§ DIRECTION
Extract every line of the records below and reproduce each one verbatim, with nothing added or changed.

§ SOURCE MATERIAL
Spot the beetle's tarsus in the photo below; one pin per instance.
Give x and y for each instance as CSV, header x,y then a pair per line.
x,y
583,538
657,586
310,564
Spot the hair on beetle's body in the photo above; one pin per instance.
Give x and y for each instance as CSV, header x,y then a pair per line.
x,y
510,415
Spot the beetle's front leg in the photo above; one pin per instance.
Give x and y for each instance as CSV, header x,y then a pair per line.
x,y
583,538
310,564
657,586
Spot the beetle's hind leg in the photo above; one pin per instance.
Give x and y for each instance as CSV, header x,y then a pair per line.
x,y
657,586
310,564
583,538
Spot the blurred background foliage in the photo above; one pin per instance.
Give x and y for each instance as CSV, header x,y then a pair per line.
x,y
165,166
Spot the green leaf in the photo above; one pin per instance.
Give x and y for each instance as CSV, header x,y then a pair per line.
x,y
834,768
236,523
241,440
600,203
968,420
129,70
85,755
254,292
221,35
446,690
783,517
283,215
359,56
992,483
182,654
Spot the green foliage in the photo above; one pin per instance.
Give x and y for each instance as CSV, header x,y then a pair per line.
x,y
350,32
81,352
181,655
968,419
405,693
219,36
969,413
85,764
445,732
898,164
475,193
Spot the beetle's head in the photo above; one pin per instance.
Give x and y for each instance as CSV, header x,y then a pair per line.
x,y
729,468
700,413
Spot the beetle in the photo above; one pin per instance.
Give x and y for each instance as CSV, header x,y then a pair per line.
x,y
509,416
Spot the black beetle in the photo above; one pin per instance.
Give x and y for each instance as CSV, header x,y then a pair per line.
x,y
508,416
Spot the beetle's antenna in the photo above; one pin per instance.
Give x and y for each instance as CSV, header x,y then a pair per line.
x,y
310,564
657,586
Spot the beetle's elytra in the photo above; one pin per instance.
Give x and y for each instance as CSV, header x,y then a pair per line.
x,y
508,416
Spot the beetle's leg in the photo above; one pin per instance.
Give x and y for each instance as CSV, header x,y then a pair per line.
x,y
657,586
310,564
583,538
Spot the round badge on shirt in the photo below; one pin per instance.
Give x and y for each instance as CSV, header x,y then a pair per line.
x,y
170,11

§ FULL OUTPUT
Spot the beetle's tarsus in the photo below; one pin per instance.
Give x and y for each instance as CSV, header x,y then a pair per line.
x,y
583,538
657,586
310,564
Spot the hair on beetle's body in the photo above; one pin per instance.
Give x and y for each instance as CSV, header x,y then a pair per line.
x,y
510,415
Spot the beetle's front leg in the photo above; one pin per instance.
Give x and y for each instance as CSV, header x,y then a pair per line.
x,y
583,538
310,564
657,586
Spot the beetle's hind leg in the photo above; one pin per instance.
Give x and y for each instance as CSV, header x,y then a pair per line.
x,y
657,586
310,564
583,538
Spot the blurred background foliage in the photo above; one pin per instance.
Give x and y for each instance as CSV, header x,y then a pair per line.
x,y
165,166
Spot the green leaf in the photo above; one pin per instance.
Give x and y for each instance as CSV, header x,y then a pair per line.
x,y
834,768
236,523
241,440
600,203
968,420
129,70
85,755
254,292
221,35
446,690
783,517
283,215
359,56
992,483
182,654
Spot the green foliage in the photo above; one pin per instance.
Give x and y for each instance as CSV, header x,y then a pair per line.
x,y
350,32
81,352
181,655
968,419
405,693
219,36
969,413
85,764
445,732
898,164
475,193
Spot the beetle's head in the photo above; one pin per instance.
Give x and y for each instance as CSV, header x,y then a pair per line.
x,y
729,468
700,413
Spot the beetle in the photo above; one pin per instance.
Give x and y for each instance as CSV, header x,y then a pair per line.
x,y
509,416
Spot the black beetle in the photo above; one pin per instance.
Give x and y for each instance as CSV, header x,y then a pair per line.
x,y
508,416
Spot the beetle's antenna in the photo above; one pin per instance.
Give x and y for each instance as CSV, header x,y then a pair per line.
x,y
310,564
657,586
Spot the beetle's elytra in the photo above; one pin per instance.
Give x and y for each instance as CSV, header x,y then a pair per line.
x,y
508,416
Spot the beetle's leg in the photo above; one pin per instance.
Give x and y for each instance as CSV, header x,y then a pair per line.
x,y
657,586
310,564
583,538
Spot the round badge on shirt in the photo below; one pin per instance.
Give x and y for each instance as CSV, header x,y then a pair per line.
x,y
170,11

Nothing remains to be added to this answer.